<<<<
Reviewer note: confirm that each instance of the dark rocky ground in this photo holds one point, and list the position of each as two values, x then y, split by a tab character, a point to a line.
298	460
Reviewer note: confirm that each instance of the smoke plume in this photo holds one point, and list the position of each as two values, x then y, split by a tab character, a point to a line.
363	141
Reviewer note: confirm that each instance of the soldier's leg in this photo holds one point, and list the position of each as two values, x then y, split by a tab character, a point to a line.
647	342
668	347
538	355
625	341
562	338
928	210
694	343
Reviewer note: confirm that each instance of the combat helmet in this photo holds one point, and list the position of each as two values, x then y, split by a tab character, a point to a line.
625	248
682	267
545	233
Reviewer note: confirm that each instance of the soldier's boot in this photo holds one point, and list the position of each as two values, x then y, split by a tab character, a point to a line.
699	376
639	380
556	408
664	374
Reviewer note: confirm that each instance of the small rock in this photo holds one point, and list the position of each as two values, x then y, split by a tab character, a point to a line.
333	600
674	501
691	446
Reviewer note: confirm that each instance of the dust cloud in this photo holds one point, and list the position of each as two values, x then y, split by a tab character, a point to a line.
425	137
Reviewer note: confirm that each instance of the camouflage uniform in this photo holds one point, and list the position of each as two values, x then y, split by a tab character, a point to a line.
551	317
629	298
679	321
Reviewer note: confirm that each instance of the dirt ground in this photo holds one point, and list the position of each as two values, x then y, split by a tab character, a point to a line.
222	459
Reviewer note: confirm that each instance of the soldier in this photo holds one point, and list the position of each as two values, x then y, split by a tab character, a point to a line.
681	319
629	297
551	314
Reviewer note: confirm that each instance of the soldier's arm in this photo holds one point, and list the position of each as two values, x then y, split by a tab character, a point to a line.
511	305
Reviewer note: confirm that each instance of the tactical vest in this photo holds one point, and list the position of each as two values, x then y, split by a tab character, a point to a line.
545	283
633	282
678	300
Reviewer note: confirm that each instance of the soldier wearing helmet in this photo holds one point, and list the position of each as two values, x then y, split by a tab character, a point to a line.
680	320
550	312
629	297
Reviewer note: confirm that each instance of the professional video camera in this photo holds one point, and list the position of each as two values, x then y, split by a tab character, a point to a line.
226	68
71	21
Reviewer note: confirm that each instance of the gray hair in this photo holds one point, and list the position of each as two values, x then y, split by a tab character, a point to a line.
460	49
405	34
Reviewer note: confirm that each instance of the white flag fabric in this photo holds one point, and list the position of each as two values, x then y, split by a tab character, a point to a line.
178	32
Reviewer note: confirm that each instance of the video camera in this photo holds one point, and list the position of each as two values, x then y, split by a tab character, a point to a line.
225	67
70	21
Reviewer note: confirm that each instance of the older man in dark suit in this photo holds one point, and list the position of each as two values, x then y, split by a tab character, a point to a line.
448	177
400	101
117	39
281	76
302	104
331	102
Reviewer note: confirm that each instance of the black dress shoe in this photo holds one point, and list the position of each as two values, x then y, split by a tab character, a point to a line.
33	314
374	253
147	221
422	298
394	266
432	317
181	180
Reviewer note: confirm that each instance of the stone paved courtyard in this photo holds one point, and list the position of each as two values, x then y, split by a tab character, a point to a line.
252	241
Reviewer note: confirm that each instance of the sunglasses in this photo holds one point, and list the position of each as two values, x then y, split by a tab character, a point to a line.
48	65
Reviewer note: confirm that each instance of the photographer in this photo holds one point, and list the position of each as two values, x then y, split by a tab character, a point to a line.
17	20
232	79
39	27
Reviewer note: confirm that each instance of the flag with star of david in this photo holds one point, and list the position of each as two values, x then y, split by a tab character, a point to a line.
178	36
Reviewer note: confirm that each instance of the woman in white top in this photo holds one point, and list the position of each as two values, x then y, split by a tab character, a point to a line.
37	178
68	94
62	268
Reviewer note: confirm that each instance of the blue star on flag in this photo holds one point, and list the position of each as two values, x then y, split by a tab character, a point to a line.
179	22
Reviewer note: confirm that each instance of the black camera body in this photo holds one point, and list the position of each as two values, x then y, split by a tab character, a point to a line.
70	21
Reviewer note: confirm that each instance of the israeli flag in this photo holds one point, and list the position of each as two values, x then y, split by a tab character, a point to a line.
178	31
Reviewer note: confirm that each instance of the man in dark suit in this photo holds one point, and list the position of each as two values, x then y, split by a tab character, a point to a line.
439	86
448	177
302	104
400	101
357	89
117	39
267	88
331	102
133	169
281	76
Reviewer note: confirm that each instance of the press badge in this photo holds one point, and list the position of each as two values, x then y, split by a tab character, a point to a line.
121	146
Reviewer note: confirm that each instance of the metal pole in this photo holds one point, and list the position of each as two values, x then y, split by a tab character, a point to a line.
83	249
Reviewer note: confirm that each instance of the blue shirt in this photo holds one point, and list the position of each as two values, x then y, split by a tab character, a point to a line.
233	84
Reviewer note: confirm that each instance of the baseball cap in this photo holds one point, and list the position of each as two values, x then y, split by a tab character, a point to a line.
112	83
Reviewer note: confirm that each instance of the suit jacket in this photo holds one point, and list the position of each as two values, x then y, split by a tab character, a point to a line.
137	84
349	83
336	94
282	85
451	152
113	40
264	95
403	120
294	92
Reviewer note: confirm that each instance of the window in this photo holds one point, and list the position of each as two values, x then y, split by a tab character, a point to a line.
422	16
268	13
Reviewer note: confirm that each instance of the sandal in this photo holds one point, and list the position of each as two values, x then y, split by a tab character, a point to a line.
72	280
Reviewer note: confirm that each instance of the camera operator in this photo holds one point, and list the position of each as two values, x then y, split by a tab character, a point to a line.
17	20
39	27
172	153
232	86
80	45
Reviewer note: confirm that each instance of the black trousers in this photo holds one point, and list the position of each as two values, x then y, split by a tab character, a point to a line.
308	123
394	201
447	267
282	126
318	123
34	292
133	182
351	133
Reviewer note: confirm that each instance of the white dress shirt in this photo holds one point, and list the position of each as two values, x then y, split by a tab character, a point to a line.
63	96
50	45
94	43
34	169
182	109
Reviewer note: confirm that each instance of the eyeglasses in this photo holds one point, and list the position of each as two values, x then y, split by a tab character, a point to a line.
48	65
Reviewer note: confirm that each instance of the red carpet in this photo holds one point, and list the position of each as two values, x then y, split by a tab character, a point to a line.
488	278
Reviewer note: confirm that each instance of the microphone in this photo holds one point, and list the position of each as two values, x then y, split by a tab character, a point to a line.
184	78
>>>>
## The task:
Your answer must be the full listing above, printed exactly as it stands.

## Response area:
Reviewer note: confirm that each instance of the dark rocky ground in this photo holds one point, and list the position of each as two values, x then y, split by a tab character, a point to a line.
298	460
Reviewer note: confirm that each instance of the smoke plume in this photo holds one point, and list the position of each as two values, x then y, split by a tab character, a point to a line.
363	141
Reviewer note: confirm that each instance of the soldier's leg in this photo holds one point, and list the position of each as two values, x then y, split by a tab character, a point to a line.
647	342
668	347
538	355
625	341
562	338
928	210
694	343
Reviewer note: confirm that each instance of the combat helmet in this photo holds one point, and list the position of each as two values, x then y, split by a tab character, a point to a line.
625	248
682	267
545	233
Reviewer note: confirm that each instance of the soldier's boot in this photo holds one point, and list the position of each as two values, x then y, split by a tab character, a point to a line.
699	376
639	380
556	408
664	374
Reviewer note: confirm that each instance of the small rock in this photo holds one point, and list the position of each as two values, x then y, split by a tab character, a point to a line.
333	600
674	501
691	446
Reviewer note: confirm that each instance of the dust cloud in this photo holds one point, and list the position of each as two values, x then y, split by a tab character, a point to a line.
425	137
Reviewer note: confirm that each instance of the camouflage uniform in this photo holds one point, and list the position of each as two values, x then y, split by a tab character, a point to a line.
551	317
629	298
679	321
Reviewer note: confirm that each instance of the dirt ground in this photo holds one point, and list the position of each as two values, x then y, split by a tab character, a point to a line.
222	459
Reviewer note: confirm that each instance of the soldier in this photo holds one point, and list the position of each as two values, x then y, split by a tab character, a point to a line.
681	319
629	297
551	314
Reviewer note: confirm that each instance of the soldier's arm in this photo holds one point, and list the position of each as two values, x then y, split by a tab character, a point to a line.
511	305
Reviewer note: confirm that each instance of the tactical vest in this photo holds one point, and list the position of each as two values, x then y, split by a tab character, a point to a line.
545	283
633	282
678	300
Reviewer note: confirm that each instance of the soldier wearing helmet in this photo holds one point, and list the position of each as two values, x then y, split by a tab character, a point to a line.
680	320
550	312
629	297
Reviewer note: confirm that each instance of the professional video camera in this photo holds one point, and list the position of each as two values, x then y, split by a tab character, a point to a line.
226	68
71	21
Reviewer note: confirm that each instance of the gray hair in this photo holds one point, and list the position of each as two values, x then y, split by a tab character, a point to a line.
460	49
405	34
Reviewer note: confirm that each instance of the white flag fabric in this photo holds one point, and list the position of each as two values, x then y, split by a tab character, a point to a line.
178	32
Reviewer note: confirm that each instance of the video camera in this photo holds one point, and list the position of each as two values, x then y, split by a tab character, a point to a line.
225	67
70	21
Reviewer note: confirm that each instance of the older man in dark suit in this photo holds one point, and list the position of each as two values, x then y, split by a tab character, a point to a line.
448	177
400	101
117	39
281	76
302	104
331	102
Reviewer note: confirm that each instance of the black dress shoe in this photo holds one point, and list the position of each as two values, x then y, split by a tab character, a point to a line.
33	314
374	253
147	221
422	298
394	266
432	317
181	180
Reviewer note: confirm that each instance of the stone paved courtyard in this photo holds one point, and list the position of each as two values, x then y, split by a tab character, a point to a line.
252	241
Reviewer note: confirm that each instance of the sunglasses in this photo holds one point, and list the position of each as two values, x then y, split by a tab character, a point to a line.
48	65
Reviewer note: confirm that each instance of the photographer in this photo holds one point, and list the position of each as two values, x then y, split by a tab character, a point to a line.
17	20
232	79
39	27
Reviewer note: confirm that each instance of the flag with star of david in this photo holds one point, and list the position of each as two values, x then y, split by a tab character, a point to a line.
178	36
Reviewer note: confirm that each instance of the woman in white top in this photo holds one point, and list the position of each as two values, x then y, split by a tab character, a point to a line.
37	178
68	94
62	268
Reviewer note: confirm that each instance of the blue star on flag in this photo holds one point, and list the position of each as two values, x then y, split by a tab character, a point to a line.
179	22
Reviewer note: confirm that each instance of the black camera body in this photo holds one point, and list the position of each as two values, x then y, split by a tab character, a point to a line.
70	21
Reviewer note: confirm that each instance of the israeli flag in this photo holds one point, and list the position of each as two values, x then y, split by a tab character, a point to a line.
178	31
Reviewer note: confirm that each instance of the man in dark suit in this photo holds one point, and list the position of each as two values, x then y, split by a tab character, a point to a line.
439	86
448	177
302	104
400	101
357	89
117	39
267	88
331	102
133	169
281	76
Reviewer note: confirm that each instance of the press badge in this photo holds one point, and list the position of each as two values, x then y, split by a tab character, a point to a line.
121	146
Reviewer note: confirm that each instance of the metal pole in this photo holds one point, and list the position of each as two values, x then y, split by a tab character, a point to a line.
83	249
Reviewer note: confirm that each instance of the blue shirt in this photo holds one point, and list the position of each as two values, x then y, split by a tab character, a point to a line.
233	84
Reviewer note: confirm that each instance of the baseball cap in this photo holds one point, and list the position of each as two values, x then y, split by a tab character, a point to a line.
112	83
Reviewer note: confirm that each instance of the suit jacket in this photo holds one point, and list the position of each as two values, x then y, split by a tab character, a point to a line.
137	84
349	83
336	94
282	85
451	152
113	40
264	95
403	120
294	92
Reviewer note: confirm that each instance of the window in this photo holds one point, and list the position of each as two values, x then y, split by a tab character, a point to a line.
422	16
268	13
Reviewer note: confirm that each instance of the sandal in this photo holds one point, and list the position of each as two values, x then y, split by a tab character, a point to a line.
72	280
Reviewer note: confirm that each instance of the camera operator in this photo holds one point, and list the position of each as two values, x then y, split by a tab character, a point to a line.
17	20
39	27
172	153
232	86
80	45
Reviewer note: confirm that each instance of the black trousers in this photo holds one point, and list the position of each as two values, x then y, split by a tab character, a point to a line.
308	123
394	201
447	267
282	126
318	123
34	292
133	182
351	133
Reviewer note: confirm that each instance of the white dress shirt in this photo holds one point, and list the position of each as two values, x then y, split by a tab character, a point to a line.
63	96
50	45
94	43
34	169
182	109
Reviewer note: confirm that each instance of the eyeglasses in this photo holds one point, and list the position of each as two values, x then y, split by a tab character, a point to a line.
48	65
Reviewer note: confirm that each instance of the red carpet in this photo holds one point, and list the position of each as two values, x then y, split by a tab character, a point to a line.
488	278
Reviewer note: confirm that each instance of the microphone in this photo holds one point, and list the position of each as two values, x then y, split by a tab character, a point to a line.
184	78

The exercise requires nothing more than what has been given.